Set down the material below word for word, excluding the pictures.

> Exercise materials
+---+
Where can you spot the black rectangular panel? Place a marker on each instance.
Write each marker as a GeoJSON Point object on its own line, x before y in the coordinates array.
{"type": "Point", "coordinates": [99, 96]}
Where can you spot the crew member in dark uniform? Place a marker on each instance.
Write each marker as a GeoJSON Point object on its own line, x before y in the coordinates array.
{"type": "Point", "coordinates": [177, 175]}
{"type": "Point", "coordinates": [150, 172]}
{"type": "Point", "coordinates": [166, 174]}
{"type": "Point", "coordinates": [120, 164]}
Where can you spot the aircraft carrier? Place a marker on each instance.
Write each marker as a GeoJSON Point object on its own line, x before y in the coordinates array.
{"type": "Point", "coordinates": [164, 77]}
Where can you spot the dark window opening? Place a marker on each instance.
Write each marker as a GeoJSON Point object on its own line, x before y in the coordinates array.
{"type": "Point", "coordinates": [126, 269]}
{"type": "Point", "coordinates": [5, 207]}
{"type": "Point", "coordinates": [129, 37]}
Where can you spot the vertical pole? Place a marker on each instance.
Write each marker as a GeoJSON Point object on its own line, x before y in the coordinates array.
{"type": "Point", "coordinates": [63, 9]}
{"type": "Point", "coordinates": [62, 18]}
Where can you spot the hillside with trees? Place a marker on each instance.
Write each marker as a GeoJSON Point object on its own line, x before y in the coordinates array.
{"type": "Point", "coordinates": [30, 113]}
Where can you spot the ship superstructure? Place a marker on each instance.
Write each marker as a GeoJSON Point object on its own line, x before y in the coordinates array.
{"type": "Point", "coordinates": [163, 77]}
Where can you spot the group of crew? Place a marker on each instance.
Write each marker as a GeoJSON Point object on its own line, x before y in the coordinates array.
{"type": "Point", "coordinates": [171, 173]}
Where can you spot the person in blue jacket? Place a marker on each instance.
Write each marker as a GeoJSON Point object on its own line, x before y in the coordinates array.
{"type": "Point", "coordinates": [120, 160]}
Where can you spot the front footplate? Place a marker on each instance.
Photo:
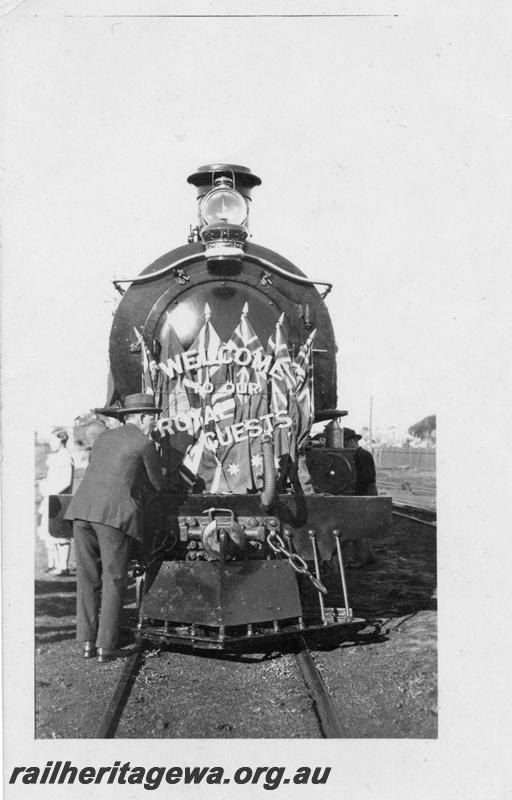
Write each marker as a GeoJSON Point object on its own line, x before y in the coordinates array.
{"type": "Point", "coordinates": [226, 606]}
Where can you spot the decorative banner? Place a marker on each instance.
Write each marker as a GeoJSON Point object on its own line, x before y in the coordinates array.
{"type": "Point", "coordinates": [218, 400]}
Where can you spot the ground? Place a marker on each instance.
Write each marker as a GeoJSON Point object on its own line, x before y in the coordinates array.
{"type": "Point", "coordinates": [383, 682]}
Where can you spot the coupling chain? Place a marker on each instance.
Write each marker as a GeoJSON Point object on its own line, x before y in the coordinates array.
{"type": "Point", "coordinates": [276, 544]}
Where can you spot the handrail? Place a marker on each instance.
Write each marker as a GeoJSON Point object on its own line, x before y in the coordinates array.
{"type": "Point", "coordinates": [248, 256]}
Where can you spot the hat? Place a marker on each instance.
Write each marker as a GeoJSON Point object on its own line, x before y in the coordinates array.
{"type": "Point", "coordinates": [348, 433]}
{"type": "Point", "coordinates": [133, 404]}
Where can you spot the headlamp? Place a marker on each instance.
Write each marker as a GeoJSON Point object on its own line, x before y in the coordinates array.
{"type": "Point", "coordinates": [223, 205]}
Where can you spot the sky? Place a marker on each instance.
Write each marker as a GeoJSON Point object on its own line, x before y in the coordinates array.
{"type": "Point", "coordinates": [357, 126]}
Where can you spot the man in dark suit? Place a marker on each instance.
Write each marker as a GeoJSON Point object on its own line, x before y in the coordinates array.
{"type": "Point", "coordinates": [365, 484]}
{"type": "Point", "coordinates": [107, 514]}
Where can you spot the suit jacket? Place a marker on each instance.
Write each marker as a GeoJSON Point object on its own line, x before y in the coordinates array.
{"type": "Point", "coordinates": [111, 490]}
{"type": "Point", "coordinates": [365, 472]}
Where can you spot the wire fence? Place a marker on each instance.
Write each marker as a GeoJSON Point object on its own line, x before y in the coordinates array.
{"type": "Point", "coordinates": [422, 459]}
+---+
> Answer to this problem
Where can you spot the black rectangular panel? Place a marker on each instance.
Write each marker as a GeoJSON Point object on its own line, x before y in the coordinates array.
{"type": "Point", "coordinates": [99, 96]}
Where can you spot the crew member in dark uniform? Place a marker on each instance.
Write each marker as a GeoJSON Point object on its own line, x before y in the coordinates array.
{"type": "Point", "coordinates": [177, 175]}
{"type": "Point", "coordinates": [150, 172]}
{"type": "Point", "coordinates": [166, 174]}
{"type": "Point", "coordinates": [120, 164]}
Where can you spot the aircraft carrier? Place a marker on each instance.
Write each marker as a GeoJSON Point object on its own line, x before y in the coordinates array.
{"type": "Point", "coordinates": [164, 77]}
Where can you spot the dark window opening? Place a marker on each instance.
Write each marker as a GeoJSON Point object on its own line, x before y in the coordinates array.
{"type": "Point", "coordinates": [126, 269]}
{"type": "Point", "coordinates": [5, 207]}
{"type": "Point", "coordinates": [129, 37]}
Where can you spot the vertical pole? Place a marker on each instance.
Write each marker as a GeoJSON Point object on its own line, x before y in the coordinates array.
{"type": "Point", "coordinates": [63, 9]}
{"type": "Point", "coordinates": [62, 18]}
Where can you spot the hillside with trees? Place a marker on each instance.
Write each marker as a GeoJSON Point object on its own line, x before y in the coordinates array.
{"type": "Point", "coordinates": [30, 113]}
Where can you spot the ship superstructure? Place a marker on each instance.
Write each marker as a GeoJSON Point object on its own line, x before y in the coordinates array.
{"type": "Point", "coordinates": [163, 77]}
Where can you spot the group of crew? Place a marker on each instance.
Write each marker as a GeoJSON Point object on its own line, x before y in the coordinates array.
{"type": "Point", "coordinates": [171, 173]}
Where can you spot the person in blue jacket? Place a marker on each instance.
Write each marker as a GeoJSON Point object on its own line, x before y in the coordinates array.
{"type": "Point", "coordinates": [120, 160]}
Where can you spot the front footplate? Place a marker on each instance.
Photo:
Write each marker as a GeoJSON Point object on its own line, x before y in the coordinates array.
{"type": "Point", "coordinates": [226, 606]}
Where can you spot the decorative banner? Place a marker on each instance.
Write each marker as a GeoJSON Point object on its own line, x before y in the coordinates array.
{"type": "Point", "coordinates": [218, 400]}
Where can you spot the ground? Place a marker on each instance.
Write each marker as a GeoJSON Point object on its own line, x before y in the coordinates array.
{"type": "Point", "coordinates": [383, 682]}
Where can you spot the coupling chain? Place a marker on each instance.
Write each marker as a GeoJSON Point object on its own line, x before y in the coordinates array.
{"type": "Point", "coordinates": [276, 544]}
Where can you spot the handrail? Place a marker on each instance.
Write each marker as a GeoJSON Point object on its own line, x before y in the coordinates array.
{"type": "Point", "coordinates": [248, 256]}
Where can you spot the hat? Place a marker on each instance.
Write each marker as a GeoJSON Point object on its own line, x before y in the coordinates array.
{"type": "Point", "coordinates": [348, 433]}
{"type": "Point", "coordinates": [133, 404]}
Where can you spot the headlamp? Place a marker on each instance.
Write each marker as a GeoJSON Point object on its own line, x before y in the coordinates array.
{"type": "Point", "coordinates": [223, 205]}
Where can you spot the sky? Place a marker on each instance.
Write each marker as a GeoJSON Point object on its own line, x before y in the coordinates array.
{"type": "Point", "coordinates": [357, 126]}
Where can you spot the man in dark suit? Place a marker on each instance.
Write each marker as a GeoJSON Point object on its own line, x before y in the coordinates array.
{"type": "Point", "coordinates": [365, 484]}
{"type": "Point", "coordinates": [107, 514]}
Where can you spot the suit jacket? Place a marker on each instance.
Write each marker as a GeoJSON Point object on its own line, x before y in the coordinates array.
{"type": "Point", "coordinates": [111, 490]}
{"type": "Point", "coordinates": [365, 472]}
Where can you spot the wire fence? Place a marker on each instance.
Write each marker as a GeoJSON Point object on its own line, x before y in the coordinates array.
{"type": "Point", "coordinates": [422, 459]}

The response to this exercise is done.